PROBLEM TO WORK ON: Look through the listing below and report every line that contains "instance".

INPUT FOR THIS TASK:
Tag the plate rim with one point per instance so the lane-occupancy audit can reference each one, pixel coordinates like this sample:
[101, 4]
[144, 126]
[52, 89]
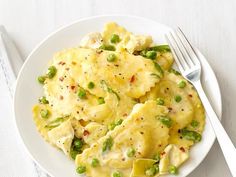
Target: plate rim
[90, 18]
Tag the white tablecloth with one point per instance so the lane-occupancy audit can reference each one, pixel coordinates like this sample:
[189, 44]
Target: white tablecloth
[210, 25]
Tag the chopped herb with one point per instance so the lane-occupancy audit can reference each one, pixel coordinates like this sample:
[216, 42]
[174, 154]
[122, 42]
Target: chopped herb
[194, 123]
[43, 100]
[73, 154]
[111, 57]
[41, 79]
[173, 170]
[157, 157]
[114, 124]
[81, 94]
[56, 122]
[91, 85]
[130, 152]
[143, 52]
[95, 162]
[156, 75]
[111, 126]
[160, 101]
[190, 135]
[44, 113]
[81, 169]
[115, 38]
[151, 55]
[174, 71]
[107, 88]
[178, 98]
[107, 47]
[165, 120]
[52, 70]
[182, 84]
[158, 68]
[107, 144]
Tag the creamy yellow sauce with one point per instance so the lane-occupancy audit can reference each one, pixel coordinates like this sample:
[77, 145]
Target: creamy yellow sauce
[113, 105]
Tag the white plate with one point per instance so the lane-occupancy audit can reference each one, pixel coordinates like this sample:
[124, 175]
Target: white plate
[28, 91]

==

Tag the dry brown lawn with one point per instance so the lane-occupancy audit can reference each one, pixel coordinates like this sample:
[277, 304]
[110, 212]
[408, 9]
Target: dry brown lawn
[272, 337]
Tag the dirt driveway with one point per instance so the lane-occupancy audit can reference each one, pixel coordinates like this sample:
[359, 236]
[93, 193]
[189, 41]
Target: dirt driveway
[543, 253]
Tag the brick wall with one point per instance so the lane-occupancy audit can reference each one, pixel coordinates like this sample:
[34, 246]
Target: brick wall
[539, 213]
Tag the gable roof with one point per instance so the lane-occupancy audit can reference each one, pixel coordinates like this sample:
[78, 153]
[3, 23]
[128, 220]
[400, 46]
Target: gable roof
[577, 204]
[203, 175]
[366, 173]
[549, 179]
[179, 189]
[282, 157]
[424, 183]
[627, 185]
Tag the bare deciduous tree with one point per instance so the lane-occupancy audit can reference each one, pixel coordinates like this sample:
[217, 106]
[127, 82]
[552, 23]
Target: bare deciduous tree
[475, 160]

OUTPUT FOR THIS TASK:
Tag the plate rim with one point per instance so the lane-occupancy audit can reference each one, pixel coordinates like this sample:
Tag the white tablecloth with one point per instance so the lane-occupancy audit can reference each one, pixel coordinates like this sample:
Tag the chopped herb with one point per instance so the lane-occupancy audit can reference each one, pixel coordinates like this sample:
Tag the creamy yellow sauce with one point per instance so the lane-occupancy audit can reference each one, pixel coordinates like this sample:
Tag the white plate with one point per instance so the lane-occupancy audit can reference each one, pixel coordinates like this sample:
Tag the dry brown lawn with one point per instance so the lane-occupancy audit can reference each one, pixel coordinates like this sample:
Tag the dirt driveway with one point per instance so the lane-occupancy audit can reference each one, pixel coordinates like this sample:
Tag the brick wall with one point per instance so the lane-occupancy audit can reference each one, pixel coordinates like this sample:
Tag the gable roof with one point per instance so the lane-occupancy audit can reference each one, pixel coordinates like this sample:
Tag the bare deciduous tree with one point per instance so the lane-occupancy audit can reference each one, pixel coordinates like this sample:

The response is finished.